Material provided
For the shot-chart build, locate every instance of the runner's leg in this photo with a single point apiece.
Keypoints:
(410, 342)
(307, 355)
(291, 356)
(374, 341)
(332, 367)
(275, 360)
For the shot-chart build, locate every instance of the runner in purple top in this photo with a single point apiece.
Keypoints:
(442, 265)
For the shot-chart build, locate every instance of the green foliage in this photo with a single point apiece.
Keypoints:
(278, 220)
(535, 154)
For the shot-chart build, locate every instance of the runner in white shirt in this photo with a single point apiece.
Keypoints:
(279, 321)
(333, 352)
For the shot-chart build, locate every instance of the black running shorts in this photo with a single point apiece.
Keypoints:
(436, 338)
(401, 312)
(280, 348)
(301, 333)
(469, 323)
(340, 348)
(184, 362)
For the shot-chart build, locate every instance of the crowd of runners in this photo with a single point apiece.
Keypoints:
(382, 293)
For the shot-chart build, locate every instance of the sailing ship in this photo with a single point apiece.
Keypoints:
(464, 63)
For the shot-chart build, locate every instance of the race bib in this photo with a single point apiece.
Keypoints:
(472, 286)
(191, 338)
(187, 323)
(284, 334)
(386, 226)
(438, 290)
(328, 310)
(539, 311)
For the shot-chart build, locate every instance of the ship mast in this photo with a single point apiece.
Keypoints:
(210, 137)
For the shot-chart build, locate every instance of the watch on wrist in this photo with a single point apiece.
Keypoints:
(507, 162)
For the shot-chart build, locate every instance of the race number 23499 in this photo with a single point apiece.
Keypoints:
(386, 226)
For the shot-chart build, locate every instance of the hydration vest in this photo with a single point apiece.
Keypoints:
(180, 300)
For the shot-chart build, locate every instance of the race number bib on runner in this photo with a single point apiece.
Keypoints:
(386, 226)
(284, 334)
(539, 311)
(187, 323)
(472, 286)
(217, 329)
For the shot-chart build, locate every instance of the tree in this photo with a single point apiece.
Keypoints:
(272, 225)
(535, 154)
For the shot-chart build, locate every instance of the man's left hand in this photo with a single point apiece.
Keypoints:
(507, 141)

Task goal
Each line of the material should be duplicated exactly, please.

Solved exercise
For the shot-chart build, locate every instance of the runner's leg in this photo with a single point apiece.
Keypoints:
(410, 342)
(307, 355)
(291, 356)
(374, 341)
(332, 367)
(275, 360)
For the shot-chart build, locate every instance of the runner in purple top in this photo with a single point apiece.
Keypoints:
(442, 265)
For the shot-chart build, locate every instance of the green foliage in this photo with a single point apiece.
Keypoints:
(278, 220)
(535, 154)
For the shot-chart build, locate every instance of the runner in white shirt in this photo with a single point apiece.
Keypoints:
(279, 321)
(333, 352)
For the shot-chart build, locate every instance of the black running shorts in this photo with a single point apiece.
Keypoints:
(436, 338)
(401, 312)
(280, 348)
(301, 333)
(469, 323)
(340, 348)
(184, 362)
For the shot-chart build, locate every instance of the crowd of runners in this photo with a single point apiece.
Keypoints:
(382, 293)
For the shot-chart build, locate every instance of the sailing ship in this photo with a single point apiece.
Keypoints:
(464, 63)
For the shot-chart build, locate every instance of the race bib in this photo with a single point apiece.
Keypoints:
(472, 286)
(191, 338)
(187, 323)
(284, 334)
(386, 226)
(438, 290)
(328, 310)
(539, 311)
For the shot-chart build, locate every instance of the ship mast in this photo with a single point apiece.
Keypoints:
(210, 137)
For the shot-chart build, locate every instance of the watch on wrist in this photo with a single point apiece.
Keypoints:
(507, 162)
For the shot-chart build, locate every instance of the race number 23499 in this photo with a single point apiece.
Keypoints:
(386, 226)
For the shot-chart build, locate every instance of the hydration vest in this photo with a single point apiece.
Keypoints:
(180, 300)
For the shot-chart build, locate every instance of the race number bib on runner in this photo with a single point apiece.
Keypoints:
(386, 226)
(284, 334)
(539, 311)
(187, 323)
(472, 286)
(217, 329)
For the shot-chart build, locate every instance of the tree in this photo with a single point apiece.
Keypoints:
(272, 225)
(535, 154)
For the shot-chart build, locate every instance of the man's left hand in this photo with a single point apiece.
Keypoints:
(507, 141)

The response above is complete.